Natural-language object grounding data
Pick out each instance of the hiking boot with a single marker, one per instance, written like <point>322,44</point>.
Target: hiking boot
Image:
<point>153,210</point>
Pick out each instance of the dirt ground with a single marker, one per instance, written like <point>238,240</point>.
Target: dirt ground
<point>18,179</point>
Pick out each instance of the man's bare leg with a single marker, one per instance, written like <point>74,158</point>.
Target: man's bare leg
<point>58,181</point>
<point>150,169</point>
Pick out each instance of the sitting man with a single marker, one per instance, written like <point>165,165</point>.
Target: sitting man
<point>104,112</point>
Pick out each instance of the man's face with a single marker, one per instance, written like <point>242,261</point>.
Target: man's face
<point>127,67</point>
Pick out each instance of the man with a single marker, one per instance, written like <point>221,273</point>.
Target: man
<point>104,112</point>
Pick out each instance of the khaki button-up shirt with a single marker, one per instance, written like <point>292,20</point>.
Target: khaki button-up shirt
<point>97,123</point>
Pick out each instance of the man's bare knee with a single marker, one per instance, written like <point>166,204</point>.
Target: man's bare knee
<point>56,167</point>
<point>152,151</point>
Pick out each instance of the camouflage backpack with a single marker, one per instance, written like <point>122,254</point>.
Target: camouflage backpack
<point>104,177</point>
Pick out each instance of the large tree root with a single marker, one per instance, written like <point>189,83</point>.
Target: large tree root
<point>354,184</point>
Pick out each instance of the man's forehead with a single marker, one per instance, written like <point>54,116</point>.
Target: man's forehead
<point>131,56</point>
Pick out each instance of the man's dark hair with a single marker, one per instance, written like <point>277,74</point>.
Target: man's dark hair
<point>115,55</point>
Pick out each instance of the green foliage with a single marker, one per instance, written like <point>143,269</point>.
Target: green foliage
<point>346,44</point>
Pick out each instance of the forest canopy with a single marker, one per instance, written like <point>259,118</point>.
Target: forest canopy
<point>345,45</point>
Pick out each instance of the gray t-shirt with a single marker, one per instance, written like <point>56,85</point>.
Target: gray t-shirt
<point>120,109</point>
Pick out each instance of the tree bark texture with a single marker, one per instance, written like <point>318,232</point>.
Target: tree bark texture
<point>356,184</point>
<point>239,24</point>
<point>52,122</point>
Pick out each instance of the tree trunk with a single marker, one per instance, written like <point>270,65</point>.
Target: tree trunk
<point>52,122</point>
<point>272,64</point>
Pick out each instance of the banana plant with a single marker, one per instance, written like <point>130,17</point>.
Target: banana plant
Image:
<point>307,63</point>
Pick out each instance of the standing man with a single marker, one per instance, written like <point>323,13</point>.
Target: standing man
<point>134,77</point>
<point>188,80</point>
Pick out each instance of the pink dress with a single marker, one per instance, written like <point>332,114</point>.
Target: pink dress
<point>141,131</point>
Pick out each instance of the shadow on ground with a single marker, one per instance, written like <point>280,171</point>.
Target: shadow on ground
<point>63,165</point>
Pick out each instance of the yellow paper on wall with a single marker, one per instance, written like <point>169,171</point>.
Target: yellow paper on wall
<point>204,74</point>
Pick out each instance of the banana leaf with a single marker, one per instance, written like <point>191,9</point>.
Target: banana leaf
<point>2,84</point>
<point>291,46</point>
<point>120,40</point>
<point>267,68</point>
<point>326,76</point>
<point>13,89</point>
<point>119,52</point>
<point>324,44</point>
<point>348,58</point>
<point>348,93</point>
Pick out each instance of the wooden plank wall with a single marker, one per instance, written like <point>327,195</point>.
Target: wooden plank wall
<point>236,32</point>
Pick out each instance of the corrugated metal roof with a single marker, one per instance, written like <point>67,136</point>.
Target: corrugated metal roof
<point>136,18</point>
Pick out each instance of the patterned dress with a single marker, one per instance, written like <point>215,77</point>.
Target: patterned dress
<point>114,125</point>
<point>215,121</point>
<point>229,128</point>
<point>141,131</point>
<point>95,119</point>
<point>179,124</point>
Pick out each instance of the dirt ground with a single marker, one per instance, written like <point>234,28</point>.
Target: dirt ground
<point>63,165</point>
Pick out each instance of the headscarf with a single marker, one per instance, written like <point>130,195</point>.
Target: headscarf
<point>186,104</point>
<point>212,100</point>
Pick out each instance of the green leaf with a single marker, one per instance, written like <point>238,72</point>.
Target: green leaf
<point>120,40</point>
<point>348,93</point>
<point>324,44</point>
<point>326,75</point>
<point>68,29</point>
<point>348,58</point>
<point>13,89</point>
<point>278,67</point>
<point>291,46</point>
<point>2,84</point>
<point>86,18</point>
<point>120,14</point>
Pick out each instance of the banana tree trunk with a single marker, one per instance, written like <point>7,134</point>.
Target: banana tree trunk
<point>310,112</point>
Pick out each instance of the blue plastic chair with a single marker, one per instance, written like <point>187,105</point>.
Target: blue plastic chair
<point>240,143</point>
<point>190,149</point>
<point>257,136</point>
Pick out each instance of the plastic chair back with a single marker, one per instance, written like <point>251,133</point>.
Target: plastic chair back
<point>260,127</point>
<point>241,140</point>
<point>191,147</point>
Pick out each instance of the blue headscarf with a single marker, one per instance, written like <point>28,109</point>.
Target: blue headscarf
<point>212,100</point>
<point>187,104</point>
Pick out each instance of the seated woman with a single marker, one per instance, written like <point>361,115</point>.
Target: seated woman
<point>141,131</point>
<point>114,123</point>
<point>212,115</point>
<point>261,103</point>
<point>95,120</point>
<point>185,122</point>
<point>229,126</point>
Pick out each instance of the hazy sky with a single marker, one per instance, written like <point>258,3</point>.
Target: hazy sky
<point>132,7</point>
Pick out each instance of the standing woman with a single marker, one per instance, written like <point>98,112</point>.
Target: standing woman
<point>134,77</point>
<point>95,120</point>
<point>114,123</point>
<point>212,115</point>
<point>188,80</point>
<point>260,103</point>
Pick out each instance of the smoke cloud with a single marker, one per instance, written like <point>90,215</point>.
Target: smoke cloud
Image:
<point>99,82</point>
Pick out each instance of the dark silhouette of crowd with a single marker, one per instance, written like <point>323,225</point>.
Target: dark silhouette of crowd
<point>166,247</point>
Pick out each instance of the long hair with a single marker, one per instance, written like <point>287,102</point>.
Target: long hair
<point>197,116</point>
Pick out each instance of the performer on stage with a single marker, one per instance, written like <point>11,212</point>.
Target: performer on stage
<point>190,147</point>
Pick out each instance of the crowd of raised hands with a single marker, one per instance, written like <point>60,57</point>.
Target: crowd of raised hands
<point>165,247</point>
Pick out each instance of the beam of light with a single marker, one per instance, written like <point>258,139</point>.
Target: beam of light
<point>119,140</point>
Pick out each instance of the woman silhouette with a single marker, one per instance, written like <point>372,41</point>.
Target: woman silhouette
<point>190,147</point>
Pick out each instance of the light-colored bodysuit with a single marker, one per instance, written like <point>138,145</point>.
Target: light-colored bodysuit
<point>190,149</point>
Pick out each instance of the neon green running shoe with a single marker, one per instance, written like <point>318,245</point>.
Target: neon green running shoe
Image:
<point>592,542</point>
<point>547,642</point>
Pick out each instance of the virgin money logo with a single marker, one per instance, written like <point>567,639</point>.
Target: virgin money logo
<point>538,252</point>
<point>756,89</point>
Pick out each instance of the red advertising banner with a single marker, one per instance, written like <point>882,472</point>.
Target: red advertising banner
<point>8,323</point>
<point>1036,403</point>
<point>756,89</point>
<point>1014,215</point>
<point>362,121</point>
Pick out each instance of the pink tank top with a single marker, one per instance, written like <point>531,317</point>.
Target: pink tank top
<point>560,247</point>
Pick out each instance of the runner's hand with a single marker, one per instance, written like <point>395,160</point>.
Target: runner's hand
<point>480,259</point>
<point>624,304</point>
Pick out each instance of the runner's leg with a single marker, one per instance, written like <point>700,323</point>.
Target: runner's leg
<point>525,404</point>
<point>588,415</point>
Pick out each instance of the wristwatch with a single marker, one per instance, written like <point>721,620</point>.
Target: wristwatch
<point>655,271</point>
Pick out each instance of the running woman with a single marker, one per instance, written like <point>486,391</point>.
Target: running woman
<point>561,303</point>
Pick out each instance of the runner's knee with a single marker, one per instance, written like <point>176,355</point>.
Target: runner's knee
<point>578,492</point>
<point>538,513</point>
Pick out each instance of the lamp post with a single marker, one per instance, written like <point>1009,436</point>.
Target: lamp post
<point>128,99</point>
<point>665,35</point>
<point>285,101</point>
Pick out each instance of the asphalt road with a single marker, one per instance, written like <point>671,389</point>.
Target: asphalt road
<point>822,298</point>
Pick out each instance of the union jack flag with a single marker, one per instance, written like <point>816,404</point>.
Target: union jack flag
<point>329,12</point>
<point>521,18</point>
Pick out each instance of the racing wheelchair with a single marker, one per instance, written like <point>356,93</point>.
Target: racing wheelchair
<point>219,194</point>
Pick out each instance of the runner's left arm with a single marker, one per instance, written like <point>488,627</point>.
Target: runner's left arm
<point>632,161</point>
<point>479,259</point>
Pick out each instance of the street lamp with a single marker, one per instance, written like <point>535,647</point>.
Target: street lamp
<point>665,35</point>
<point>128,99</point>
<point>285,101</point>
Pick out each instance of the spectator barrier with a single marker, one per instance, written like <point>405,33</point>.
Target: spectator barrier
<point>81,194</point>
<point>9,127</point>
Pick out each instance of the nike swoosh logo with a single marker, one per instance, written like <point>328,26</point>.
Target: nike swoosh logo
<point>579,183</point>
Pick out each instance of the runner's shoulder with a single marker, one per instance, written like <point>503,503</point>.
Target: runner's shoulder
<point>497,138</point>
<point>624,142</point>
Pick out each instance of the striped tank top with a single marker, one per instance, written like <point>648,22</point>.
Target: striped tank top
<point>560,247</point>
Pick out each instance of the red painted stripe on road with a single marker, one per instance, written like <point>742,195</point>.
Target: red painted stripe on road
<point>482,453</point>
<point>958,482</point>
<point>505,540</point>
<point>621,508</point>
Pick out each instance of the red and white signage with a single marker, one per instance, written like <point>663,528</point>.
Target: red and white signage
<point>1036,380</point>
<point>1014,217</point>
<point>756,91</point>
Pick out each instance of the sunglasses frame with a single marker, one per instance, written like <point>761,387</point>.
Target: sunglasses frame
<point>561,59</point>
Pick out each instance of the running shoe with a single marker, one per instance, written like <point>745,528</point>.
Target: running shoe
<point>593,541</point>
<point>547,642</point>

### [Exercise]
All lines above containing the string "cloud" are to be collected.

### [Expected answer]
Pick out each instance of the smoke cloud with a single marker, one per instance, written like <point>90,215</point>.
Target: smoke cloud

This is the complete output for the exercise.